Valuation of Open Items in Foreign Currencies. All open items in foreign currency are valuated as part of the foreign currency valuation:
The individual open items of an account in foreign currency form the basis of the valuation, that is, every open item of an account in foreign currency is valuated individually.
The total difference from all the open items in an account is posted to a financial statement adjustment account. The account therefore retains its original balance.
The exchange rate profit or loss from the valuation is posted to a separate expense or revenue account for exchange rate differences as an offsetting posting.

You have posted a receivable in the amount of 1,000 USD, at an exchange rate of 1.7000. The local currency is EUR. The system saves the receivable in local currency in the customer and receivables accounts (1,700 EUR) (see following figure, 1).
An exchange rate devaluation occurs at the time of the valuation and the exchange rate is now 1.6300. The receivable in the amount of 1,700 EUR remains in the receivables account. The program posts the reduction to the receivable (70 EUR) to a financial statement adjustment account and the exchange rate difference to the account for exchange rate differences from the valuation as an offsetting posting (see following figure, 2).
The receivables account and the relevant financial statement adjustment account are reported in one item in the financial statements. This means that the amount of the receivable in the financial statements is the valuated amount (1,630 EUR).

To valuate your foreign currency balances, you must define certain accounts. You define these accounts per reconciliation account:
Expense and revenue accountsfor the exchange rate differences from the valuation
A financial statement adjustment account, reported in one financial statement item with the valuated account. The valuation is therefore not performed in the account itself, instead, it is posted to a separate account. This is necessary for example, since the accounts for receivables and payables are only updated by postings to the customer and vendor accounts. However, the valuation must be performed in the G/L account area for the relevant reconciliation accounts.
You define the required accounts in the Implementation Guide under
Financial Accounting (New)
→
General Ledger Accounting (New)
→
Periodic Processing
→
Valuate
→
Foreign Currency Valuation
→
Prepare Automatic Postings for Foreign Currency Valuation.

When performing a valuation of open items, you can configure account determination according to the currency type, so that, for example, currency gains in the local currency and in the group currency are posted to separate accounts.

Dataset content —
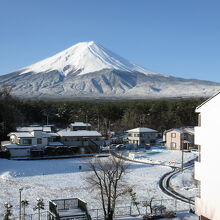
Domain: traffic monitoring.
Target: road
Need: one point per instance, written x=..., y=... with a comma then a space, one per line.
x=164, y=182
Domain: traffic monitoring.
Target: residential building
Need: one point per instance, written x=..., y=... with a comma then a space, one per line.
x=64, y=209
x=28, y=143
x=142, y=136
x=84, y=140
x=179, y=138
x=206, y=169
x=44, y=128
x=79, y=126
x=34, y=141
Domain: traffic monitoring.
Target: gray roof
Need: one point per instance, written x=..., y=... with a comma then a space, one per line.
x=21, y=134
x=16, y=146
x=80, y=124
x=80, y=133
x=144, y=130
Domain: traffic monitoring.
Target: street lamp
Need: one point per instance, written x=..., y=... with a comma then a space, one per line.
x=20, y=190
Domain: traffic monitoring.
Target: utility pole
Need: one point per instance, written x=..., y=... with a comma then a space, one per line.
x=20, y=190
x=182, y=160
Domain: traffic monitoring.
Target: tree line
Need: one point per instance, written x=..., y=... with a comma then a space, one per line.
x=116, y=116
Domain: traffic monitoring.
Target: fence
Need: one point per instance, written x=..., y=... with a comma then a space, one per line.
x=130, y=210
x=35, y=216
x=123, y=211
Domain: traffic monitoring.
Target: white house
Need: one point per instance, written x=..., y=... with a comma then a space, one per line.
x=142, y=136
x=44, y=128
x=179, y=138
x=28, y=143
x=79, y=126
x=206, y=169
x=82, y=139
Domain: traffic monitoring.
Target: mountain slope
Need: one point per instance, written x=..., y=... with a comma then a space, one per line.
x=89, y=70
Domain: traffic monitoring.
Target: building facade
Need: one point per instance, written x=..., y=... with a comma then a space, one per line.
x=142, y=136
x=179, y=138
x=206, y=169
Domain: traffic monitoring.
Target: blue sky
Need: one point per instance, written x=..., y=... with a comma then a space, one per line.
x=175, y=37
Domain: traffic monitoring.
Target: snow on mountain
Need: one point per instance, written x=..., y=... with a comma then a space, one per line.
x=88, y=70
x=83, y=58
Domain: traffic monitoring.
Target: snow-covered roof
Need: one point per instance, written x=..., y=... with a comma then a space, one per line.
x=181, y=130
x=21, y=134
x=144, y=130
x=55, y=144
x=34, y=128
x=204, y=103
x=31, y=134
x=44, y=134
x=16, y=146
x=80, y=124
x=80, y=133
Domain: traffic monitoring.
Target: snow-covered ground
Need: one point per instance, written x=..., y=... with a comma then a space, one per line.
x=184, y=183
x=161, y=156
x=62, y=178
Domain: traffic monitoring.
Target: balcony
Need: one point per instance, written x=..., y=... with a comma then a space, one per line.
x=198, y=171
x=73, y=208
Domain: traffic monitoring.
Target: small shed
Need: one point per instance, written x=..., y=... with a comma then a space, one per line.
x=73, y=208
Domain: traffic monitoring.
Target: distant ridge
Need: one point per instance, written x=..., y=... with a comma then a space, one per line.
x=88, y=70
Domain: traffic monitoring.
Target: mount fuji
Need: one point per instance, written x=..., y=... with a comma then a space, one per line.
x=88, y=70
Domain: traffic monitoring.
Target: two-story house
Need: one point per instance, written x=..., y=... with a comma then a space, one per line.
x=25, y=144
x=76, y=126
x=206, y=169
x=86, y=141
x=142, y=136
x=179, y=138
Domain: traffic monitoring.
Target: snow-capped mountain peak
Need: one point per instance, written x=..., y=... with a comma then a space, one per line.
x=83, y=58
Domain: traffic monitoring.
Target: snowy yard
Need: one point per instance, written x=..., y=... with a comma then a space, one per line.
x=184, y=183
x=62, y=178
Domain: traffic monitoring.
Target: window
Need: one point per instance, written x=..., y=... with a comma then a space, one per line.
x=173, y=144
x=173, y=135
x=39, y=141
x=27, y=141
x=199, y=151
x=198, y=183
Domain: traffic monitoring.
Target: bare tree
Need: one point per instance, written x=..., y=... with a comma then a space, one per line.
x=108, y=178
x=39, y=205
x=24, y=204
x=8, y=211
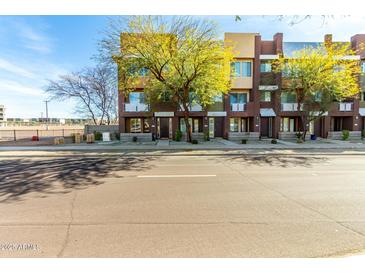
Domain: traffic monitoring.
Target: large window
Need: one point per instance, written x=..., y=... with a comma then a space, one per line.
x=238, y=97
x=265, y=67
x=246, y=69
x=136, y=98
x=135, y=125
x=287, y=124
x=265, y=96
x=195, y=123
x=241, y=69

* * *

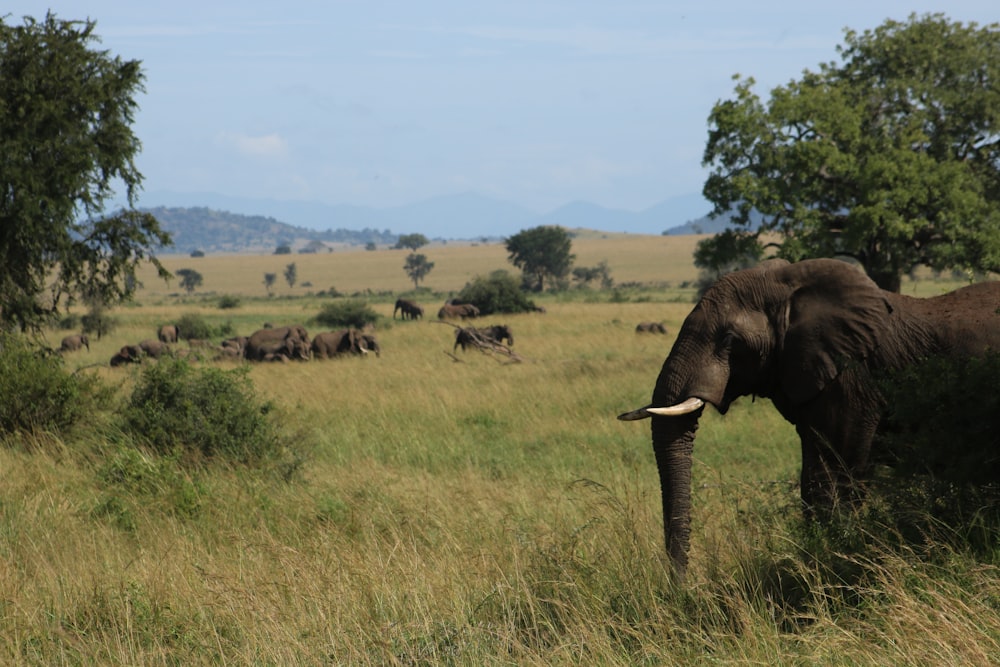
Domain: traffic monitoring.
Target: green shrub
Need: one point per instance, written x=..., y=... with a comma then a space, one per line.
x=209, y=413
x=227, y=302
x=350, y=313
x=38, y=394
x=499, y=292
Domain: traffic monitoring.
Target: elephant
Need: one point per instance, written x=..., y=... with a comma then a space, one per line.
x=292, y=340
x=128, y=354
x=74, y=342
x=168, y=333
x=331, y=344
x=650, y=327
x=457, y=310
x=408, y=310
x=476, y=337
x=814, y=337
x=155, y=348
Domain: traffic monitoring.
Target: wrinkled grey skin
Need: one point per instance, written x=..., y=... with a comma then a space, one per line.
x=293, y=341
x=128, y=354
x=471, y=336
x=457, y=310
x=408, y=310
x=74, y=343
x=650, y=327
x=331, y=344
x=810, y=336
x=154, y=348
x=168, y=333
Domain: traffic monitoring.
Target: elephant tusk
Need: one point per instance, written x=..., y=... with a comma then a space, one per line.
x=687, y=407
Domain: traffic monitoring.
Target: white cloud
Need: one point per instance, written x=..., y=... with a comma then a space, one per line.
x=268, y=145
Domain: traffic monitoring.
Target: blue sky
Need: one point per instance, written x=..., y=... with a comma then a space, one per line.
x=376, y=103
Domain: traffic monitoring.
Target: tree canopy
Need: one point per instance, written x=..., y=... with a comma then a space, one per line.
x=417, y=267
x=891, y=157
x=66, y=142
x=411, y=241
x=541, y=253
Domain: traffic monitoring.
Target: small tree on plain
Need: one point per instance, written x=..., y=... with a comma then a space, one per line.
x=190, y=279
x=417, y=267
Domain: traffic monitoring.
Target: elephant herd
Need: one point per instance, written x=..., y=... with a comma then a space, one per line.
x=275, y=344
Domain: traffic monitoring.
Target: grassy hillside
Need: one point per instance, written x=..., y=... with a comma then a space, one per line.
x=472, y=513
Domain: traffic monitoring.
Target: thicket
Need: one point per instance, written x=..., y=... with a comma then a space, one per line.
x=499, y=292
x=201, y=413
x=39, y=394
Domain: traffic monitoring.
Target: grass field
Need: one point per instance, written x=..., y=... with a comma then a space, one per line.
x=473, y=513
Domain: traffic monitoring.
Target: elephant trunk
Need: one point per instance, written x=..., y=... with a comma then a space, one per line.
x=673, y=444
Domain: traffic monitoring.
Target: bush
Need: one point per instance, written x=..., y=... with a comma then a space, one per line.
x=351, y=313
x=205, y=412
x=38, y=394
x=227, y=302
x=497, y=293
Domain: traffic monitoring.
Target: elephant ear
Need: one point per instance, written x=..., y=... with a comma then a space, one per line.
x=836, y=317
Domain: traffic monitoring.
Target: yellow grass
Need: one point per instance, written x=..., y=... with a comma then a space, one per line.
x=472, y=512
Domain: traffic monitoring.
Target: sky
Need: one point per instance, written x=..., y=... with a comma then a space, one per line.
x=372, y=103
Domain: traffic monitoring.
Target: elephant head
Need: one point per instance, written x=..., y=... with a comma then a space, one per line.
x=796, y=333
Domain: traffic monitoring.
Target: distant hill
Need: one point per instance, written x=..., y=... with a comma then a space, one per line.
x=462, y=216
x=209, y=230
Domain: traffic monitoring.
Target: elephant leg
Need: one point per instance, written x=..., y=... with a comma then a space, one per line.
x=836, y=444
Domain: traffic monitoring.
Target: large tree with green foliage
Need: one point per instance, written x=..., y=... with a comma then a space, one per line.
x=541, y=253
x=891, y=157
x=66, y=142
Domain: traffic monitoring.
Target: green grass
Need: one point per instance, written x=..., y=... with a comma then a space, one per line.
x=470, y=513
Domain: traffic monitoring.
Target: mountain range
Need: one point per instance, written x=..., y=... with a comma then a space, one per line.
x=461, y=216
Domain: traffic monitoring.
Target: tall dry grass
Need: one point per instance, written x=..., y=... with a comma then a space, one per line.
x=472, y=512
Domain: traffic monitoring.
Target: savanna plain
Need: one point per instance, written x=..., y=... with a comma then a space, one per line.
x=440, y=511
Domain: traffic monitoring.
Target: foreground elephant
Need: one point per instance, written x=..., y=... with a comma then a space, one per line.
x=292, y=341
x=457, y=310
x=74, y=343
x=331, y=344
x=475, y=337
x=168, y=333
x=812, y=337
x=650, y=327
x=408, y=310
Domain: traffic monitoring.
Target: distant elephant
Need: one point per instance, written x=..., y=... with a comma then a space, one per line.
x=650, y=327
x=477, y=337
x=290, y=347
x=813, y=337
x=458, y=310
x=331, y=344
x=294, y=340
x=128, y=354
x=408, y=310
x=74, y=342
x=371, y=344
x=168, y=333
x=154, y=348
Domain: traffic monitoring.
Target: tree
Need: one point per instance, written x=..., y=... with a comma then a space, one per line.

==

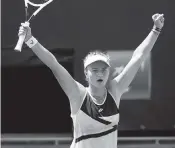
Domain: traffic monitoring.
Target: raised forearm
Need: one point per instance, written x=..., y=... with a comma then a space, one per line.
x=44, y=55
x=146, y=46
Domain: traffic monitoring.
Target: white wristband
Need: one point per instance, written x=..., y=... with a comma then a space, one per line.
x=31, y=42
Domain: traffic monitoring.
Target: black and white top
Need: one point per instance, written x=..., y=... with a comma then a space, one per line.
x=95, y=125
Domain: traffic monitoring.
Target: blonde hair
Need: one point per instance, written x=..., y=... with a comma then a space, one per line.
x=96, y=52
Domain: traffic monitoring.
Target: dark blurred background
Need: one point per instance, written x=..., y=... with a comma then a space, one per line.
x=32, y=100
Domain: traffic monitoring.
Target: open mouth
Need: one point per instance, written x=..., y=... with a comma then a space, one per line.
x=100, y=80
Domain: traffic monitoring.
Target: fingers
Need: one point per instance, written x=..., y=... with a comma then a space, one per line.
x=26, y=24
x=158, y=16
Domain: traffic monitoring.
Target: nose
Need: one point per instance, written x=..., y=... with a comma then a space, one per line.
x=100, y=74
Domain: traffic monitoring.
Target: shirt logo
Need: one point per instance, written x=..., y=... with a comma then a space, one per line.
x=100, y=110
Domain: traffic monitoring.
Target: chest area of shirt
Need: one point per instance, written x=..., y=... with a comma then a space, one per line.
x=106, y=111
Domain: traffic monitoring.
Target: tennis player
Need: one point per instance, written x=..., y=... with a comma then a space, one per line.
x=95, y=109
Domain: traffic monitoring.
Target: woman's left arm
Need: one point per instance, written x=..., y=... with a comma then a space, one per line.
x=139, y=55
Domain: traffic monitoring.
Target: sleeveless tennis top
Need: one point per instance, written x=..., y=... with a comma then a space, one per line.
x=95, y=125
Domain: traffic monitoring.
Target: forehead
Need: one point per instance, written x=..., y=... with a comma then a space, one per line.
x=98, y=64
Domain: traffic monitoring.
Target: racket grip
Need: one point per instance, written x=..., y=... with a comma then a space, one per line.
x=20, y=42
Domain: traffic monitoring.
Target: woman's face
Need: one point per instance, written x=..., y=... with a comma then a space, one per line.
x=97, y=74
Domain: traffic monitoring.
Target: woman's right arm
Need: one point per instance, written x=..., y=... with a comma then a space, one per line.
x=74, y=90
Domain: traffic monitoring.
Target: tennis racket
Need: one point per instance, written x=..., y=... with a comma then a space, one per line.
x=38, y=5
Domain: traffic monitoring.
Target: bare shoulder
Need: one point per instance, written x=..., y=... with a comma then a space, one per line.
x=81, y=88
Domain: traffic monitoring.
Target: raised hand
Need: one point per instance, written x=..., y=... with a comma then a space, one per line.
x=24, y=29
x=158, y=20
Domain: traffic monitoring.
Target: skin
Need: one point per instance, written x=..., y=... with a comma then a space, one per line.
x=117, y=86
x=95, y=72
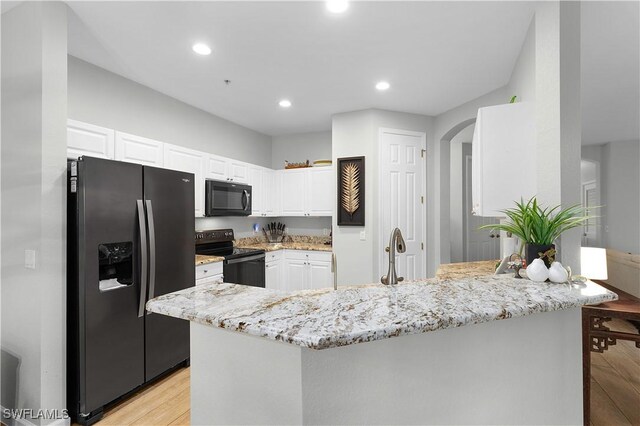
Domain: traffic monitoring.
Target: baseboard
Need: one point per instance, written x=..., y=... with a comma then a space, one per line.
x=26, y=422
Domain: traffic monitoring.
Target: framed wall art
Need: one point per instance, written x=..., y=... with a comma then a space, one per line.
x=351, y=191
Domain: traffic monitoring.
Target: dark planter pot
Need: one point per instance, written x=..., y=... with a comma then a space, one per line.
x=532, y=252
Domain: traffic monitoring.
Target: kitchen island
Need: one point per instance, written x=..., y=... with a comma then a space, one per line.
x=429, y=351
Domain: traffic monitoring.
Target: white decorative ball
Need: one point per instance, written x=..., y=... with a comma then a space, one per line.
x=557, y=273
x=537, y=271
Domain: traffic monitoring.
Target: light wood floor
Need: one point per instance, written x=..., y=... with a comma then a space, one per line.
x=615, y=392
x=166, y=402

Given exercise A —
List, in order, every step of the Implementation Guide menu path that the passage on foreign currency valuation gives for defining the required accounts.
Given exercise B —
Extend the passage on foreign currency valuation, starting after its final sentence.
The items above have no connection to the passage on foreign currency valuation.

Final result A —
1. Financial Accounting (New)
2. General Ledger Accounting (New)
3. Periodic Processing
4. Valuate
5. Foreign Currency Valuation
6. Prepare Automatic Postings for Foreign Currency Valuation

Final result B —
You have the following options for valuating open items in foreign currency:
Saving the exchange rate difference per valuation area
In addition to the posting, the exchange rate differences are saved per document. This information is then available for subsequent evaluations, for example, Transferring and Sorting Receivables and Payables
Unrealized exchange rate differences
When you valuate open items in foreign currency, the exchange rate difference determined is posted as an unrealized exchange rate difference.
Realized exchange rate differences
For an incoming payment, that is, when you are clearing the open items, the current exchange rate is determined. Since the exchange differences that were not realized are reversed, the full exchange rate difference is posted as realized.
Resetting postings for exchange rate differences
You can reset valuations. By doing so, you recreate the status before the valuation run, that is, all valuations posted are set to zero by an inverse posting. To reset the valuations, enter the same selection criteria for the valuation run to be reset and set the
Reset Valuations
indicator.

However, the valuations are only reset when a valuation is performed for the same key date and with the same valuation area. If an item is not valuated on that key date, it is not possible to reset the valuation for the item.
Reversing exchange rate difference postings
On the specified reversal date or in the reversal period, the posted exchange rate differences are automatically reversed after the valuation run by an inverse posting.
To perform a foreign currency valuation, from the
SAP Easy Access
screen, choose
Accounting
→
Financial Accounting
→
General Ledger/Accounts Receivable/Accounts Payable
→
Periodic Processing
→
Closing
→
Valuate
→
Foreign Currency Valuation (New).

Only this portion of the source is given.